About this exercise:
Look through the lines below and extract any with the word "gray".
▬▬▬▬▬▬▬▬▬▬
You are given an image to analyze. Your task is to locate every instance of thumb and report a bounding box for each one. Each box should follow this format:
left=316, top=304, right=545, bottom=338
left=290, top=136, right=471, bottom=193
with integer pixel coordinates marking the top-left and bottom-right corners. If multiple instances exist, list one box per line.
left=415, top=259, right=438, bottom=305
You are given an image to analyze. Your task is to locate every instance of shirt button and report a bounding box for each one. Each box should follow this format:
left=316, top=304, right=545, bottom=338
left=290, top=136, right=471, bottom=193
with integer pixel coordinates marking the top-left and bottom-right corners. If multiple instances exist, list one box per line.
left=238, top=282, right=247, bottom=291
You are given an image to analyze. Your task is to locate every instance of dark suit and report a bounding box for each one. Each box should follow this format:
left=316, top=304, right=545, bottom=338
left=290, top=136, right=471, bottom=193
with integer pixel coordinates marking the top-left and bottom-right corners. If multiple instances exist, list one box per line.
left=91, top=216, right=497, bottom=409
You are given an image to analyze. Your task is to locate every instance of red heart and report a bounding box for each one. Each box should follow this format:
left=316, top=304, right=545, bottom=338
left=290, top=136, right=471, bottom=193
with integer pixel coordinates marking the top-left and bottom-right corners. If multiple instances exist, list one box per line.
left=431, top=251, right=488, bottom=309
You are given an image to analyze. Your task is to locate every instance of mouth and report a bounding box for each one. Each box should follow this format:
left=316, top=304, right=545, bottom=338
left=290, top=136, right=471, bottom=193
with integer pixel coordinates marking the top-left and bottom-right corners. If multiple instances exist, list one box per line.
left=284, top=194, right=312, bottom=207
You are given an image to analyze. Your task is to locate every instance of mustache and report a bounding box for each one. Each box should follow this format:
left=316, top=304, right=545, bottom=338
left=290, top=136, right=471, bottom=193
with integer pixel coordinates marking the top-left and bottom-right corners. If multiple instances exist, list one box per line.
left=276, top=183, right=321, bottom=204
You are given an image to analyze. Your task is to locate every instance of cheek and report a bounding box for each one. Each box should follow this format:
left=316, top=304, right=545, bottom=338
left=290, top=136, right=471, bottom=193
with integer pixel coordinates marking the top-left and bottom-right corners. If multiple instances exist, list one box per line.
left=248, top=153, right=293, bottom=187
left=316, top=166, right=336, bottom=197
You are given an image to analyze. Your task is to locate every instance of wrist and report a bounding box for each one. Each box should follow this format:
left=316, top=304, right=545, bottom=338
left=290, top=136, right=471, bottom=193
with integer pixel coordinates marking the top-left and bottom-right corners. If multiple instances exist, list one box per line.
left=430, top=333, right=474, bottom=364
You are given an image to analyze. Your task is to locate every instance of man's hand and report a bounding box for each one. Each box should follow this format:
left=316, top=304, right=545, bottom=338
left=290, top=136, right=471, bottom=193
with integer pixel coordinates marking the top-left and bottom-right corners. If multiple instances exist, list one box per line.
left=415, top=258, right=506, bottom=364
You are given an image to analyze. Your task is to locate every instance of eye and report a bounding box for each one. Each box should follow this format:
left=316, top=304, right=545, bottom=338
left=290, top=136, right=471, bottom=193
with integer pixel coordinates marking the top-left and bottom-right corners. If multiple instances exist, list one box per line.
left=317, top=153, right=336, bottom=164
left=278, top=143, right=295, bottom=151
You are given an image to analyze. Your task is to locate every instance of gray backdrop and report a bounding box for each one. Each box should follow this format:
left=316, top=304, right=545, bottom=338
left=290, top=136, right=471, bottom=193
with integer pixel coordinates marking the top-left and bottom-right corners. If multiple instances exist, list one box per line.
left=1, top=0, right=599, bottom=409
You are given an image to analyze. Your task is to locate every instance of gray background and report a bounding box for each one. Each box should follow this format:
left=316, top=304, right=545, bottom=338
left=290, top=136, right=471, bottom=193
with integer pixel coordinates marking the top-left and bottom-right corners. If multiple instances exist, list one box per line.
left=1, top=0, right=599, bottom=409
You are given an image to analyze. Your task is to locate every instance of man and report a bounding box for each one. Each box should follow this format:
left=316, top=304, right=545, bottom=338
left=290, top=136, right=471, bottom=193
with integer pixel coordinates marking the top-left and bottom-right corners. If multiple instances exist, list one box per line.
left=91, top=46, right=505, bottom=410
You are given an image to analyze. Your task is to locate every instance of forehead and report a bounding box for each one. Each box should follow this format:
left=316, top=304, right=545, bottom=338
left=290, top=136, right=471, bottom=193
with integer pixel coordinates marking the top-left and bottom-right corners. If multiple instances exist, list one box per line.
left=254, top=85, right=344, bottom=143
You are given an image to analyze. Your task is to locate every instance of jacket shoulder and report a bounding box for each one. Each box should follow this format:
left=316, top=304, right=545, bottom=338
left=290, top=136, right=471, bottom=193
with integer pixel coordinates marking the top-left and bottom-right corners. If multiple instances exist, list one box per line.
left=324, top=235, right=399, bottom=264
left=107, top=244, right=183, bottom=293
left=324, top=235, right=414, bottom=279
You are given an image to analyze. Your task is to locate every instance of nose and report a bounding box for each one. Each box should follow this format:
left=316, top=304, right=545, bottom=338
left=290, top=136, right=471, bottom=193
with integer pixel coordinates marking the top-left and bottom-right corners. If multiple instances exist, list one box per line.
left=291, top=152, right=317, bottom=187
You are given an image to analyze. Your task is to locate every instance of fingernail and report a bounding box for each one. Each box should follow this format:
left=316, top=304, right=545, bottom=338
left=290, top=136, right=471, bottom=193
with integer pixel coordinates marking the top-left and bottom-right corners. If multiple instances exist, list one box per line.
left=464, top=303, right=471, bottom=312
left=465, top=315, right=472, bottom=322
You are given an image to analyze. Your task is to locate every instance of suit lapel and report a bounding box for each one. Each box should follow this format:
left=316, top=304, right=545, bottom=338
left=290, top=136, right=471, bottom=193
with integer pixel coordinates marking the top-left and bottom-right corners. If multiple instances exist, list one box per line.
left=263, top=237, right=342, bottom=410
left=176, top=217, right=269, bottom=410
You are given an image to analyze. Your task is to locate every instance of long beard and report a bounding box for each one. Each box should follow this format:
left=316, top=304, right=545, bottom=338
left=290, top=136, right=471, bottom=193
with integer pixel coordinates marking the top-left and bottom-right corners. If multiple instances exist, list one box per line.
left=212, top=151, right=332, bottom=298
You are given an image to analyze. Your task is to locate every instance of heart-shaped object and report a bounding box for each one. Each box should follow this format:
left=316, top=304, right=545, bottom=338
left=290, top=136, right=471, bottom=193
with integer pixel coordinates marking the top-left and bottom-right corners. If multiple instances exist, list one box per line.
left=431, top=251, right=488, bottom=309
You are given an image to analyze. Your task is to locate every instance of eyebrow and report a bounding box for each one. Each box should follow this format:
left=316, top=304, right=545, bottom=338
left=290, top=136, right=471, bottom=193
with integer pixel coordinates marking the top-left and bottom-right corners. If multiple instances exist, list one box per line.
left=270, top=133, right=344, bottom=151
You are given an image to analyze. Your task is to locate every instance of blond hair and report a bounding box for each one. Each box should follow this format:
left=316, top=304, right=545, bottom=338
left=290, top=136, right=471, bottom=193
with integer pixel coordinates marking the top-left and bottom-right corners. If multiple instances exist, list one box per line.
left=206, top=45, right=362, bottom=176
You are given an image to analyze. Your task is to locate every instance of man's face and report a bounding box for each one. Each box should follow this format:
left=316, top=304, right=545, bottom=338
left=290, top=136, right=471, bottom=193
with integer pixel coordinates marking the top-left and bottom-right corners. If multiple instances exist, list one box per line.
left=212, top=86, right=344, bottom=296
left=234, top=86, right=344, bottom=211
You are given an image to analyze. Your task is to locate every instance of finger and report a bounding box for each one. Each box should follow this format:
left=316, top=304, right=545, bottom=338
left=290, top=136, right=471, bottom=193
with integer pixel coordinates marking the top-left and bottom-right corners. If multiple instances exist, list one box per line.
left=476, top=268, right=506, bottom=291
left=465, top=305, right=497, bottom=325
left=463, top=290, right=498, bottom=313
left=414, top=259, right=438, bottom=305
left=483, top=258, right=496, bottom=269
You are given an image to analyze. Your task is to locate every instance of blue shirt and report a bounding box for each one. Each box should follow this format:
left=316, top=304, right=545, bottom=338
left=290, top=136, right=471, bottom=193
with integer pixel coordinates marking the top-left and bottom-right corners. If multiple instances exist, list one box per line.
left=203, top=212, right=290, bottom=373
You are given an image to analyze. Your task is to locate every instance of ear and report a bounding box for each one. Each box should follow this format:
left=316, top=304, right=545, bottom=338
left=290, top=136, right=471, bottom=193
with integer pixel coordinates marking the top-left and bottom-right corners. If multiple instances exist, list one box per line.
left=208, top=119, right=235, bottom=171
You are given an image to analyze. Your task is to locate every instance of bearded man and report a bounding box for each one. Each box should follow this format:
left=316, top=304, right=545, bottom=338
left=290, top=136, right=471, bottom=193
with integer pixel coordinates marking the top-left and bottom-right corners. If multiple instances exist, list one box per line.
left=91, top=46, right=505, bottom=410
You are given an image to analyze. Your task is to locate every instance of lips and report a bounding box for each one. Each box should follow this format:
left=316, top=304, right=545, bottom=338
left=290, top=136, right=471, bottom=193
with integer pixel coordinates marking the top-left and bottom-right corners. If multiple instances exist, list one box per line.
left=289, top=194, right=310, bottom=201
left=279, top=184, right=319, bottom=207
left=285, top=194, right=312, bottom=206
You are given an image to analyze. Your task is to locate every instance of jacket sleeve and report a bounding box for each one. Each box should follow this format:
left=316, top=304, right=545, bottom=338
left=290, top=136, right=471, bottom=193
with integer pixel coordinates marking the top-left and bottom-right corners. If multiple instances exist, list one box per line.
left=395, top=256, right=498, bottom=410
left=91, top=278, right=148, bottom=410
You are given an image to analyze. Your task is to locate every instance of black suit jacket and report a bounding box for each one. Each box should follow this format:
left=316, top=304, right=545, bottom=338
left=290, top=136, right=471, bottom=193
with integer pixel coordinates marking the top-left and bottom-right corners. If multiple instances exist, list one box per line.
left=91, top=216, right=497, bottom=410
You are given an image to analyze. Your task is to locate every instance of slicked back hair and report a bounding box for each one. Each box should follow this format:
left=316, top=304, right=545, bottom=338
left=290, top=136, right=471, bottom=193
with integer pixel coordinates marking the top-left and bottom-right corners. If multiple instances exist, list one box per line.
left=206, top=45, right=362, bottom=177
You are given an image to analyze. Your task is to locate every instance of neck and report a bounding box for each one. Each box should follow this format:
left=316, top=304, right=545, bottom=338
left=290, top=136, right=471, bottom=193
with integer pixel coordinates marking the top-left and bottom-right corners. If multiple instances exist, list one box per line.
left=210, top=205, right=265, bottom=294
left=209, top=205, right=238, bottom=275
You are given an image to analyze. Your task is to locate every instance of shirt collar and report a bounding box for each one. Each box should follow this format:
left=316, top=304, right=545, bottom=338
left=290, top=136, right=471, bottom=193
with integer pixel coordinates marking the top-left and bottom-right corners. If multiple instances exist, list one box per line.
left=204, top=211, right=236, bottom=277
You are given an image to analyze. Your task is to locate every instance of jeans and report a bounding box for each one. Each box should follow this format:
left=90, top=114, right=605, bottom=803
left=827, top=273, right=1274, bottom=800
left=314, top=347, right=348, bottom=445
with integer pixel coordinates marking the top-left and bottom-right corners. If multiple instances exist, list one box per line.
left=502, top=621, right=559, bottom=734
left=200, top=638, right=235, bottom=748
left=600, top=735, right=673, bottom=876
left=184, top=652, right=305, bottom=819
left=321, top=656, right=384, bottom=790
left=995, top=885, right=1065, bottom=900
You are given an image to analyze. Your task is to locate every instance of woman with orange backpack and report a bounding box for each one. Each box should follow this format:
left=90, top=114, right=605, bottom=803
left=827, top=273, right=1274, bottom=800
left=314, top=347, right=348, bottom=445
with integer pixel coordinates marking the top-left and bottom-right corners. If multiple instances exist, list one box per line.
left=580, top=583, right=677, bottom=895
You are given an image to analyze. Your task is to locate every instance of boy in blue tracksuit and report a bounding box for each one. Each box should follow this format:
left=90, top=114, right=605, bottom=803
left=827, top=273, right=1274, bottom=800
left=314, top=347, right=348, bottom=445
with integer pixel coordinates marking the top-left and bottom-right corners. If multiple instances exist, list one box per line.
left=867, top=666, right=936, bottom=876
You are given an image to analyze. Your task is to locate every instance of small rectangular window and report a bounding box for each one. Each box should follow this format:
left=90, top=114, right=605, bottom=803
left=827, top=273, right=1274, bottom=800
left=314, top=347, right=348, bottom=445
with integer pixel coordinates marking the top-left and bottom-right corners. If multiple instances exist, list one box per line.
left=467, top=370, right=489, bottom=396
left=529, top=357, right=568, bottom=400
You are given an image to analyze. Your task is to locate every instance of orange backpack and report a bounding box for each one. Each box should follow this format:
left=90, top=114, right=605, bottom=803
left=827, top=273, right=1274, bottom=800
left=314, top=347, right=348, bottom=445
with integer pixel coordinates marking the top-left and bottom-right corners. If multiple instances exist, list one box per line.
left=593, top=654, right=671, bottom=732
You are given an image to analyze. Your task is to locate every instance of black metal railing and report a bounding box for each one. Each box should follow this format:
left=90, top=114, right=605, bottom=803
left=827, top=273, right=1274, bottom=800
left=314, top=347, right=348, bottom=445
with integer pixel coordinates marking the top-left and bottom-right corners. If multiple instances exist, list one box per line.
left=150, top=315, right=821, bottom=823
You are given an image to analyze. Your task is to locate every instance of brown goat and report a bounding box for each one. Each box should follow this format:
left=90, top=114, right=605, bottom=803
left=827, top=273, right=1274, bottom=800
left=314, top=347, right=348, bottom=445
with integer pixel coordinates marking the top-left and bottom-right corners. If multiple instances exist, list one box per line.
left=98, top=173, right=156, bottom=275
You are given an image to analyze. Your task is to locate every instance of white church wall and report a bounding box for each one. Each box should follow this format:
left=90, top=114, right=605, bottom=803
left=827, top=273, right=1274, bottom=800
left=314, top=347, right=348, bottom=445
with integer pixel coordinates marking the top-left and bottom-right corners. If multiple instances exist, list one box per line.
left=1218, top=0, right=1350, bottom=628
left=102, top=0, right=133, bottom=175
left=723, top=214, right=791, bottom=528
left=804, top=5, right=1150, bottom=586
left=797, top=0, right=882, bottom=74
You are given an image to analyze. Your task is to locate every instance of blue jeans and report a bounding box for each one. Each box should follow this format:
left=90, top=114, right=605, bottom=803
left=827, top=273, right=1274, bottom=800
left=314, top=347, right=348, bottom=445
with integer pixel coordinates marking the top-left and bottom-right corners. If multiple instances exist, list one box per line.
▬▬▬▬▬▬▬▬▬▬
Exercise answer:
You are given an image to analyze. Your task is to locate every instance of gray backdrop and report a bounding box for each one. Each box should follow this format:
You are given an image to analyze. Your task is to locate every instance of gray background and report a bounding box for each one. Each box should follow this format:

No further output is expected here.